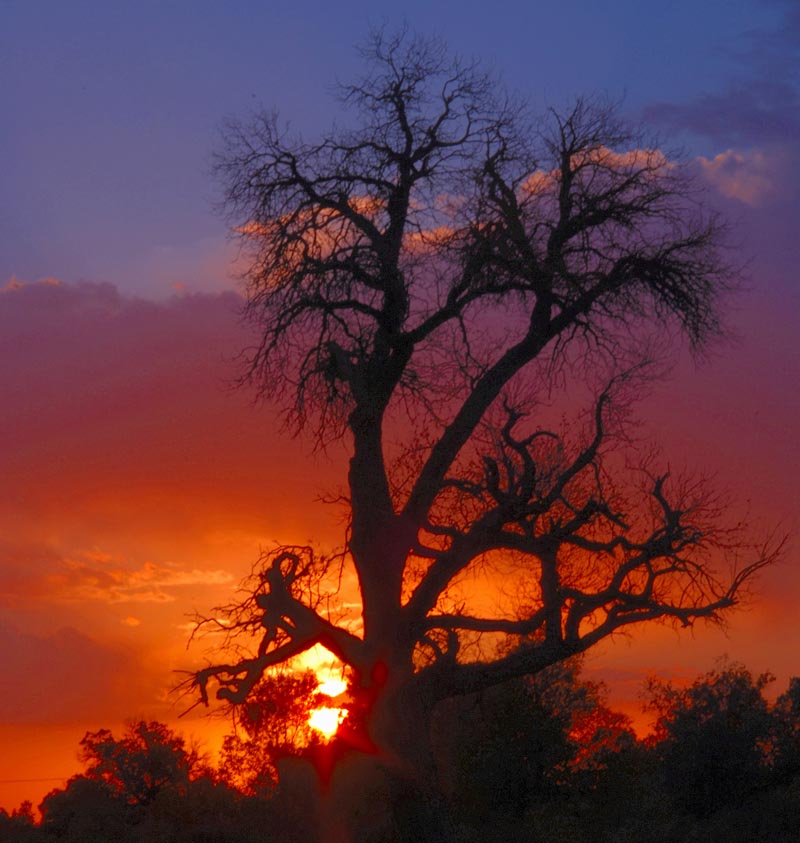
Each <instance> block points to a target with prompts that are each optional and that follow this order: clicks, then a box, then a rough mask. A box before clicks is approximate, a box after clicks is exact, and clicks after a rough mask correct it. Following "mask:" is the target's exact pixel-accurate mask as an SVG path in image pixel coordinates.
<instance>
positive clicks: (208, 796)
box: [0, 659, 800, 843]
mask: <svg viewBox="0 0 800 843" xmlns="http://www.w3.org/2000/svg"><path fill="white" fill-rule="evenodd" d="M580 667H581V664H580V660H578V659H571V660H569V661H567V662H564V663H561V664H558V665H554V666H553V667H552V668H550V669H548V670H546V671H543V672H540V673H539V674H537V675H536V676H533V677H525V678H521V679H514V680H511V681H509V682H507V683H505V684H503V685H499V686H496V687H494V688H492V689H490V690H489V691H483V692H480V693H477V694H472V695H467V696H463V697H460V698H455V699H451V700H447V701H446V702H444V703H442V704H441V705H440V706H439V708H438V709H437V711H436V717H435V720H434V729H433V733H434V750H435V759H436V767H437V771H438V776H439V778H440V780H441V784H442V791H443V793H444V794H445V795H446V804H445V806H444V807H445V810H446V812H447V815H448V817H449V823H448V826H447V828H448V829H449V831H448V834H449V836H445V837H443V838H442V841H443V843H491V842H492V841H495V840H498V841H499V840H502V841H504V843H505V841H508V842H509V843H515V841H518V842H519V843H536V841H547V843H684V841H692V840H696V841H703V843H706V841H710V843H762V842H763V843H797V841H798V840H800V763H798V761H799V759H800V740H799V736H800V678H794V679H792V680H791V681H790V683H789V686H788V688H787V690H786V691H784V693H782V694H781V695H780V696H778V698H777V700H776V701H775V702H774V703H773V704H772V705H770V704H769V703H768V702H767V701H766V700H765V698H764V691H765V689H766V688H767V687H768V685H769V683H770V682H771V681H772V677H771V676H770V675H769V674H762V675H760V676H754V675H753V674H751V673H750V672H749V671H748V670H747V669H746V668H744V667H743V666H742V665H740V664H736V663H727V662H723V663H722V664H720V665H719V666H718V667H717V668H716V669H714V670H712V671H710V672H709V673H707V674H705V675H704V676H700V677H698V678H697V679H696V680H695V681H694V682H693V683H691V684H690V685H688V686H686V687H679V686H676V685H675V684H673V683H670V682H661V681H657V680H651V682H650V683H649V685H648V688H647V694H648V698H649V702H648V705H649V708H650V710H651V711H652V712H653V713H654V714H655V715H656V722H655V729H654V731H653V733H652V734H651V735H650V736H649V737H648V738H647V739H645V740H638V739H637V738H636V736H635V734H634V733H633V732H632V730H631V728H630V722H629V721H628V719H627V718H626V717H625V716H624V715H621V714H619V713H618V712H615V711H613V710H611V709H610V708H608V706H607V705H606V702H605V692H604V688H603V686H602V685H598V684H597V683H593V682H589V681H587V680H585V679H583V678H582V677H581V675H580ZM271 679H273V680H274V681H266V682H264V684H263V686H262V687H259V688H258V689H257V691H256V694H255V696H254V697H253V698H252V703H251V705H250V706H249V707H248V708H247V709H246V710H242V711H241V712H240V713H239V715H238V721H237V730H238V732H237V734H238V737H237V738H236V739H237V740H238V741H239V743H238V744H237V746H238V750H237V751H240V754H239V755H236V756H234V755H233V754H232V753H231V749H230V743H228V744H227V748H226V750H225V751H223V753H222V756H221V758H220V764H219V767H218V768H213V767H212V766H210V765H209V764H208V763H207V762H205V761H203V759H202V758H201V757H200V756H199V755H198V753H197V752H196V751H195V750H191V749H187V745H186V742H185V741H184V739H183V738H181V737H180V736H179V735H176V734H175V733H174V732H172V731H171V730H170V729H169V728H168V727H167V726H165V725H164V724H161V723H153V722H149V723H148V722H144V721H139V722H136V723H132V724H131V725H130V726H129V728H128V730H127V731H126V732H125V734H124V735H123V736H122V737H121V738H115V737H114V735H113V734H112V733H111V732H110V731H109V730H107V729H101V730H98V731H97V732H88V733H87V734H86V736H85V737H84V739H83V740H82V741H81V752H82V755H83V758H84V761H85V763H86V771H85V773H84V774H83V775H79V776H75V777H73V778H72V779H70V781H69V782H68V784H67V786H66V787H65V788H64V789H62V790H55V791H53V792H52V793H50V794H49V795H48V796H47V797H46V798H45V799H44V801H43V802H42V804H41V806H40V812H41V820H40V821H38V822H37V819H36V817H35V814H34V811H33V807H32V806H31V805H30V803H27V804H26V803H24V804H23V805H22V806H20V808H19V809H18V810H16V811H14V812H13V813H12V814H11V815H9V814H7V813H6V812H4V811H0V843H6V841H8V843H48V841H56V840H58V841H65V843H111V841H113V843H161V842H162V841H163V843H226V841H229V842H230V843H296V841H303V843H322V841H325V840H326V835H328V836H329V835H330V834H331V833H333V831H335V830H336V828H339V826H337V825H336V823H337V818H339V819H340V817H339V814H340V813H341V807H342V805H341V803H342V801H343V800H345V801H346V800H350V801H351V802H352V803H353V804H357V805H358V806H360V807H359V810H360V811H361V814H360V821H361V829H362V831H364V832H365V835H364V836H362V837H359V838H354V840H355V841H360V840H361V839H363V840H376V841H381V843H383V840H387V843H388V840H389V839H393V840H394V839H396V840H406V839H408V840H414V839H415V838H413V837H411V838H409V837H403V836H402V834H400V836H397V834H398V833H399V832H397V828H395V832H397V833H396V834H395V837H394V838H386V837H380V836H375V835H373V836H372V837H370V836H369V834H367V833H366V832H367V831H369V830H370V829H372V830H373V831H375V830H376V829H378V830H380V829H381V828H382V826H380V825H379V823H380V821H381V817H382V816H383V813H382V812H383V809H384V808H385V806H384V805H383V804H382V802H384V801H387V802H388V801H389V800H391V799H392V798H396V797H397V796H398V794H397V793H394V792H393V791H392V790H391V787H389V786H390V785H392V782H390V781H389V780H385V781H380V780H377V779H372V780H371V779H364V778H363V777H361V776H359V775H353V776H350V777H349V778H345V779H341V778H340V779H339V780H338V784H336V779H334V780H333V781H334V783H333V784H332V785H330V786H329V785H327V784H326V785H323V777H321V776H320V771H319V768H317V767H315V766H314V765H313V764H312V763H311V762H310V760H309V759H310V758H311V757H313V756H314V755H315V751H311V752H307V751H303V746H304V745H305V748H306V750H308V748H309V746H311V748H312V750H313V743H312V744H304V742H305V741H307V740H311V741H312V742H313V736H311V735H310V734H309V727H308V725H307V716H308V710H309V708H310V707H313V705H315V704H316V703H317V699H316V680H315V678H314V677H313V676H311V675H310V674H306V675H302V674H301V675H297V676H289V675H283V676H278V677H271ZM231 737H234V736H231ZM331 747H333V745H331ZM298 749H299V750H300V751H298ZM317 749H319V747H317ZM261 753H264V754H263V755H262V754H261ZM283 753H286V754H290V755H292V756H293V757H294V760H290V761H287V762H283V763H279V764H276V760H277V758H278V756H279V755H281V754H283ZM355 758H356V756H349V759H350V761H353V759H355ZM234 762H235V763H234ZM237 764H238V765H239V766H236V765H237ZM357 768H358V765H357V764H356V766H355V767H351V768H350V769H351V771H352V772H357ZM278 769H280V777H279V778H280V781H279V782H278V773H277V770H278ZM398 781H399V780H398ZM398 781H395V782H394V785H397V783H398ZM264 782H266V783H267V784H266V785H265V786H263V787H262V786H261V784H262V783H264ZM276 784H277V785H278V786H276ZM234 785H236V786H235V787H234ZM387 787H388V788H389V789H387ZM348 788H350V791H348ZM351 791H352V792H351ZM365 793H366V794H368V798H366V799H365ZM401 795H402V794H401ZM337 812H338V813H337ZM424 819H425V818H424V817H416V818H414V820H415V821H416V822H419V821H423V822H424ZM383 828H385V827H383ZM340 830H341V829H340ZM370 833H371V832H370ZM379 833H383V832H382V831H380V832H379Z"/></svg>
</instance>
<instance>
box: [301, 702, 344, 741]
mask: <svg viewBox="0 0 800 843" xmlns="http://www.w3.org/2000/svg"><path fill="white" fill-rule="evenodd" d="M344 716H345V710H344V709H343V708H328V707H326V706H323V707H321V708H315V709H314V710H313V711H312V712H311V714H310V715H309V717H308V725H309V726H311V728H312V729H316V730H317V731H318V732H321V733H322V734H323V735H324V736H325V737H326V738H328V739H330V738H332V737H333V736H334V735H335V734H336V730H337V729H338V728H339V724H340V723H341V722H342V720H344Z"/></svg>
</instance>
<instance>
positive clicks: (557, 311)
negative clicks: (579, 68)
mask: <svg viewBox="0 0 800 843" xmlns="http://www.w3.org/2000/svg"><path fill="white" fill-rule="evenodd" d="M365 58H366V63H367V64H366V66H367V73H366V75H365V77H364V79H363V80H361V81H359V82H357V83H356V84H353V85H350V86H347V87H344V88H342V89H341V97H342V102H343V105H344V106H345V107H346V111H345V116H346V119H347V120H348V122H346V123H345V124H344V125H343V126H342V127H339V128H335V129H334V130H332V131H331V132H330V133H329V134H327V135H326V136H325V137H323V138H322V139H321V140H320V141H318V142H316V143H308V142H306V141H304V140H302V139H300V138H296V137H293V136H291V134H290V133H289V132H288V131H284V130H283V129H281V128H280V126H279V123H278V120H277V118H276V117H275V116H271V115H261V116H258V117H257V118H255V119H254V120H253V121H252V122H251V123H249V124H247V125H243V124H231V125H229V126H228V127H227V131H226V146H225V148H224V150H223V151H222V153H221V155H220V156H219V159H218V172H219V174H220V175H221V176H222V178H223V180H224V182H225V185H226V190H227V193H226V208H227V210H228V211H229V213H230V215H231V219H232V221H233V223H234V225H235V228H236V231H237V232H238V233H239V234H240V236H241V238H242V242H243V248H244V249H245V250H246V251H247V253H248V254H249V257H250V261H249V267H250V268H249V273H248V276H247V280H248V298H247V315H248V316H249V318H250V319H251V320H252V321H253V322H254V323H255V324H257V325H258V326H259V328H260V337H261V341H260V343H259V344H258V345H257V347H255V348H253V349H251V350H250V354H249V358H248V359H249V369H248V373H247V379H248V380H250V381H251V382H253V383H255V384H256V385H257V387H258V388H259V389H260V390H261V391H262V393H263V394H265V395H268V396H270V397H276V396H277V397H281V398H283V399H284V400H285V402H286V403H285V406H286V407H287V408H288V419H289V421H290V422H291V423H293V424H295V425H296V426H297V428H298V429H305V430H307V431H308V430H311V431H313V434H314V436H316V437H317V439H318V443H319V444H321V445H324V444H325V443H326V442H328V441H330V440H331V439H335V438H344V439H345V440H346V442H347V443H348V446H349V448H350V453H351V458H350V466H349V474H348V478H347V480H348V492H347V506H348V507H349V524H348V529H347V532H346V538H345V545H344V551H343V553H342V555H341V557H338V558H337V559H336V560H334V561H336V563H337V565H345V566H351V567H352V569H353V570H354V571H355V574H356V576H357V580H358V587H359V590H360V601H361V621H362V622H363V626H362V627H361V628H358V627H355V626H353V625H352V624H350V625H349V624H348V623H346V622H337V619H336V618H335V617H334V616H332V614H331V611H330V607H329V606H327V604H325V603H324V602H323V601H322V600H321V595H320V594H319V593H316V592H315V589H318V588H319V583H320V582H321V581H322V579H324V576H326V572H327V574H328V575H329V574H330V572H331V565H330V561H331V560H326V559H324V558H322V559H320V558H318V557H315V556H314V552H313V551H312V550H311V549H309V548H299V547H288V548H279V549H278V550H276V551H275V552H274V553H271V554H267V555H266V556H265V557H264V558H263V559H262V560H261V564H260V565H259V567H258V569H257V571H256V574H255V578H254V580H253V581H252V588H251V590H250V591H249V592H248V593H247V595H246V597H245V599H244V600H243V602H241V603H239V604H236V605H234V606H232V607H229V609H230V614H231V621H230V623H229V626H228V631H229V632H230V631H240V632H242V633H245V634H249V635H251V636H252V637H253V641H254V644H253V648H252V649H251V650H250V651H249V652H245V653H240V654H239V655H238V656H236V657H235V658H231V659H230V660H229V661H228V663H226V664H213V665H210V666H208V667H207V668H205V669H204V670H201V671H200V672H198V673H197V674H196V676H195V682H196V685H197V687H198V688H199V691H200V694H201V695H202V698H203V699H204V700H207V699H208V696H207V694H208V686H209V683H215V686H216V688H217V690H216V695H217V697H218V698H220V699H223V700H226V701H229V702H233V703H239V702H242V701H244V700H245V699H246V697H247V695H248V693H249V692H250V690H251V689H252V688H253V687H254V685H255V683H256V682H257V681H258V679H259V678H260V677H261V676H262V675H263V673H264V671H266V670H268V669H269V668H271V667H272V666H274V665H277V664H280V663H282V662H285V661H286V660H288V659H291V658H292V657H294V656H296V655H298V654H299V653H301V652H303V651H304V650H306V649H308V648H310V647H312V646H313V645H314V644H317V643H322V644H324V645H325V646H326V647H328V648H329V649H330V650H331V651H332V652H333V653H334V654H335V655H336V656H338V657H339V658H340V659H341V660H342V661H343V662H345V663H346V664H347V665H349V666H350V667H351V668H352V670H353V671H354V675H355V676H356V684H357V685H358V686H359V687H360V688H361V689H362V690H363V692H364V693H365V694H366V695H368V697H369V699H370V700H371V701H372V706H371V709H370V714H369V718H370V729H371V733H372V735H371V736H372V739H373V740H374V741H375V742H376V743H377V745H378V746H380V747H382V748H383V749H384V750H385V751H386V752H387V753H388V754H389V755H391V756H392V757H394V758H399V759H402V760H404V761H406V762H407V764H408V766H409V768H413V769H415V770H417V771H424V770H425V769H426V765H427V764H428V763H429V754H428V751H429V748H428V746H427V743H426V724H427V723H428V722H429V715H430V712H431V710H432V708H433V707H434V706H435V705H436V703H437V702H438V701H441V700H443V699H445V698H448V697H452V696H454V695H459V694H465V693H469V692H473V691H477V690H480V689H483V688H486V687H489V686H492V685H495V684H497V683H500V682H503V681H505V680H507V679H510V678H512V677H517V676H521V675H526V674H533V673H536V672H537V671H540V670H542V669H543V668H545V667H547V666H548V665H552V664H554V663H556V662H559V661H561V660H563V659H565V658H568V657H570V656H574V655H575V654H577V653H581V652H583V651H585V650H586V649H587V648H589V647H591V646H592V645H593V644H595V643H596V642H598V641H600V640H601V639H603V638H605V637H607V636H609V635H611V634H612V633H614V632H615V631H617V630H620V629H623V628H625V627H629V626H631V625H632V624H637V623H642V622H644V621H655V620H659V619H660V620H666V621H672V622H677V623H678V624H684V625H690V624H692V623H693V622H694V621H695V620H697V619H700V618H703V619H709V620H719V619H720V618H721V616H722V613H724V611H725V610H727V609H729V608H730V607H732V606H733V605H734V604H735V603H736V602H737V598H738V596H739V595H740V594H741V593H742V590H743V588H744V587H745V586H746V585H747V584H748V583H749V581H750V580H751V578H752V577H753V575H754V574H755V573H756V572H757V571H758V570H759V569H761V568H762V567H763V566H764V565H767V564H769V563H770V562H771V561H773V559H774V558H775V550H774V549H770V548H764V549H761V550H760V551H759V550H757V549H756V550H755V552H754V553H753V555H752V556H750V557H749V558H748V557H744V556H742V554H741V553H738V552H737V548H738V550H741V549H742V548H743V545H741V544H737V542H736V541H735V540H734V538H733V537H732V536H731V535H730V534H729V533H727V532H726V531H725V530H723V529H722V528H721V527H720V526H719V524H718V522H717V516H718V514H719V513H718V512H717V511H716V508H715V506H714V505H713V501H712V500H711V499H710V498H709V497H708V495H707V494H706V492H705V491H704V490H703V488H702V485H701V484H695V485H692V484H691V483H688V482H682V481H679V480H677V479H675V478H671V477H670V476H669V474H668V473H667V472H666V471H662V472H658V471H655V470H654V469H653V468H652V463H651V464H650V467H648V464H647V463H645V464H644V465H643V466H642V467H640V468H639V469H637V470H630V471H628V470H627V469H626V465H625V460H624V459H622V457H621V456H620V455H621V454H622V453H623V451H622V447H623V446H624V445H625V438H626V437H625V429H626V428H625V423H624V419H623V417H622V413H621V411H620V408H623V409H624V407H625V406H626V404H627V402H628V399H629V397H630V393H631V392H632V391H635V390H636V388H638V384H639V383H640V382H641V379H642V378H643V377H645V376H646V375H647V372H648V367H647V365H646V363H645V362H644V359H643V356H642V349H643V348H645V347H646V341H647V340H648V338H652V337H653V336H655V335H658V334H661V332H664V331H672V336H674V335H675V333H677V332H678V331H682V332H683V333H684V334H685V335H686V336H687V337H688V339H689V342H690V343H691V344H692V346H693V347H695V348H701V347H702V346H703V345H704V343H706V342H707V341H708V340H709V339H710V338H712V337H713V336H715V334H717V333H718V332H719V322H718V311H719V298H720V296H721V295H722V294H723V293H725V292H726V290H727V289H728V286H729V279H730V277H731V276H730V273H729V270H728V268H727V267H726V265H725V263H724V261H723V260H722V259H721V256H720V243H721V229H720V226H719V224H718V222H717V220H716V219H715V218H714V217H713V216H711V215H709V214H707V213H706V212H705V211H704V209H703V208H702V206H701V204H700V203H699V202H698V201H697V196H696V194H695V192H694V190H693V189H692V186H691V184H690V183H689V182H688V181H687V179H686V177H685V174H684V171H683V169H682V168H681V167H680V166H679V165H678V164H676V163H675V162H673V161H672V160H670V159H669V158H667V157H666V156H665V155H664V154H663V153H662V152H660V151H659V150H658V149H656V148H654V147H653V145H652V144H647V143H646V142H645V141H644V140H643V139H642V137H641V136H640V135H638V134H636V133H632V132H630V131H629V130H627V129H626V128H625V126H624V125H623V124H622V123H621V121H619V120H618V119H617V118H616V117H615V115H614V112H613V109H611V108H609V107H606V106H605V105H603V104H602V103H600V104H598V103H595V102H591V101H584V100H582V101H579V102H578V103H577V104H576V105H575V106H574V107H573V108H572V109H570V110H568V111H566V112H565V113H559V112H555V111H553V112H550V113H549V114H548V115H547V116H546V117H545V118H544V119H542V120H538V121H534V120H533V119H531V118H530V117H529V116H528V114H527V111H526V109H525V108H524V107H523V106H522V105H520V104H518V103H516V102H514V101H513V100H512V99H511V98H510V97H507V96H505V95H504V94H503V93H502V91H501V89H500V88H499V86H498V85H496V84H495V83H494V82H493V81H492V80H491V79H490V78H489V77H487V76H486V75H485V74H483V73H482V72H481V70H480V68H479V67H478V66H476V65H474V64H468V63H463V62H461V61H459V60H453V59H452V58H450V57H449V56H448V54H447V51H446V50H445V49H444V47H443V46H442V45H441V44H439V43H437V42H433V41H429V40H424V39H419V38H410V37H408V36H406V35H404V36H401V37H398V38H388V37H385V36H383V35H377V36H375V37H374V38H373V39H372V40H371V41H370V43H369V45H368V47H367V48H366V50H365ZM351 118H353V119H351ZM645 356H646V355H645ZM576 383H583V384H584V385H586V384H588V385H589V386H591V387H593V388H594V393H593V394H594V400H593V402H592V404H591V407H590V409H589V410H588V412H587V413H585V414H581V413H578V414H577V415H575V418H574V421H573V423H572V425H570V429H568V430H564V429H561V428H560V427H559V426H558V425H556V424H553V423H552V414H550V415H549V416H548V415H547V412H546V410H545V409H543V407H544V405H546V403H547V402H546V401H545V400H544V398H545V397H547V396H552V395H557V394H559V392H563V391H564V390H565V388H566V385H567V384H576ZM585 392H586V390H585V389H584V393H585ZM615 455H616V456H615ZM740 556H742V561H739V557H740ZM334 567H336V566H334ZM476 572H478V573H480V576H482V577H483V578H484V581H485V582H490V581H491V582H493V583H494V584H495V586H496V587H497V593H498V595H500V594H505V596H506V597H507V598H508V599H507V600H506V601H505V603H503V601H502V600H501V599H500V597H498V598H497V599H496V600H495V601H494V603H495V604H496V605H495V607H494V608H493V607H492V606H491V605H490V604H491V603H492V601H490V600H487V599H486V594H485V589H482V588H480V587H479V586H474V585H473V587H470V579H469V578H470V577H471V576H477V573H476ZM474 582H477V580H473V583H474ZM503 585H505V588H504V589H503ZM315 594H316V596H315ZM487 607H488V608H487ZM420 774H422V773H420Z"/></svg>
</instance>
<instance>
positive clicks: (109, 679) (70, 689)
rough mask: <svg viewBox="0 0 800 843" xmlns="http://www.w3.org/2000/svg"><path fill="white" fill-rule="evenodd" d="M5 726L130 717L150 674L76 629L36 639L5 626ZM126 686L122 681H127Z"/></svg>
mask: <svg viewBox="0 0 800 843" xmlns="http://www.w3.org/2000/svg"><path fill="white" fill-rule="evenodd" d="M0 652H2V653H3V670H2V674H1V675H0V722H4V723H32V722H57V723H66V722H70V721H81V722H85V721H86V720H87V719H89V720H90V719H91V718H93V717H98V716H106V717H111V716H114V714H116V715H117V716H122V717H124V716H126V715H127V714H129V713H130V712H129V710H128V706H129V705H130V699H131V698H132V697H135V695H136V691H139V693H141V690H142V689H141V688H140V687H139V686H140V685H143V684H146V683H147V680H146V679H145V676H144V674H143V673H142V671H141V669H140V668H139V667H138V665H137V664H136V662H135V659H134V658H133V657H132V655H131V654H130V653H128V652H126V651H124V650H122V649H118V648H114V647H111V646H107V645H103V644H100V643H98V642H97V641H95V640H93V639H91V638H90V637H88V636H86V635H84V634H82V633H81V632H79V631H77V630H76V629H74V628H69V627H67V628H63V629H59V630H57V631H56V632H53V633H52V634H49V635H33V634H29V633H25V632H22V631H21V630H20V629H18V628H17V627H15V626H13V625H11V624H8V623H3V622H0ZM123 677H124V678H125V679H124V682H123V681H121V680H122V678H123Z"/></svg>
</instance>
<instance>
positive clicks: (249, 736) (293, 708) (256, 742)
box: [220, 671, 320, 796]
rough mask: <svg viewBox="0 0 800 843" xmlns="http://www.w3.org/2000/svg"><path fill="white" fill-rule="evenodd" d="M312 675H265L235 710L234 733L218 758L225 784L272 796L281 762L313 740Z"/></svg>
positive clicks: (224, 745) (243, 791)
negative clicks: (278, 769) (312, 711)
mask: <svg viewBox="0 0 800 843" xmlns="http://www.w3.org/2000/svg"><path fill="white" fill-rule="evenodd" d="M318 684H319V683H318V680H317V678H316V676H315V675H314V674H313V673H312V672H310V671H309V672H307V673H305V674H297V675H294V674H291V673H286V674H281V675H277V676H265V677H263V678H262V679H261V681H260V682H258V684H257V685H256V686H255V688H253V690H252V692H251V694H250V696H249V698H248V700H247V702H246V703H245V704H244V705H242V706H239V707H237V709H236V710H235V711H234V722H235V724H236V730H235V731H234V732H233V733H232V734H230V735H226V737H225V739H224V741H223V744H222V752H221V755H220V776H221V778H222V780H223V781H224V782H225V783H226V784H228V785H230V786H232V787H235V788H236V789H237V790H239V791H241V792H242V793H245V794H247V795H248V796H266V795H269V794H271V793H272V791H273V790H274V788H275V786H276V784H277V781H278V773H277V764H278V762H279V761H280V760H281V759H282V758H284V757H286V756H292V755H298V754H299V753H300V752H301V751H302V750H303V749H304V748H306V747H308V746H309V744H311V743H313V742H314V740H315V735H314V730H313V729H312V728H311V726H310V725H309V722H308V718H309V714H310V712H311V710H312V709H313V708H314V706H315V705H317V704H318V703H319V697H320V695H319V694H318V692H317V685H318Z"/></svg>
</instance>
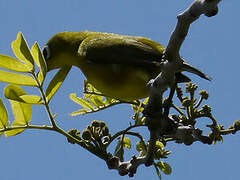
_ _ _ _ _
To do:
In the records above, find each line with the word "clicks" and copy it out.

Answer space:
Each <instance> block points to a target with prompts that are each optional and that follow this order: clicks, then a box, then a rough mask. A box before clicks is approximate, a box after clicks is exact, and clicks after a rough mask correct it. Following "mask:" is the target's exact pixel-accurate mask as an SVG path in image pixel coordinates.
positive clicks: (208, 796)
positive clicks: (557, 311)
negative clicks: (579, 68)
positive clicks: (109, 679) (70, 689)
positive clicks: (249, 736) (293, 708) (256, 742)
positive clicks: (224, 745) (243, 791)
negative clicks: (278, 769) (312, 711)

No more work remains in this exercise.